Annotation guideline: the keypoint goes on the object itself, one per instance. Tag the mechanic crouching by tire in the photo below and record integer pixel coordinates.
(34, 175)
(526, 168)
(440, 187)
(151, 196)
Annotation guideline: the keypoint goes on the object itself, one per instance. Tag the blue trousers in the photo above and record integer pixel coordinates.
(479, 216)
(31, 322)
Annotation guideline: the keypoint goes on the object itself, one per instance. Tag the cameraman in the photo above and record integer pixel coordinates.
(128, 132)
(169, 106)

※ ※ ※

Exercise goal: Write out all of the records above exactly as they appear.

Complete response:
Annotation guideline: the keypoint goes on the object itself, one per instance. Tag the mechanic crouching by tire in the photo below and record integer pixel coordinates.
(34, 175)
(526, 168)
(440, 187)
(151, 196)
Annotation guideline: the keypoint goes on the object itself, one per instance. Tag the blue trousers in the photo above and record integer pixel coordinates.
(479, 216)
(31, 322)
Annotation guideline: the keypoint goes on the object itself, one per instance. Tag the cameraman in the photo above and record integer pixel coordinates.
(128, 132)
(169, 106)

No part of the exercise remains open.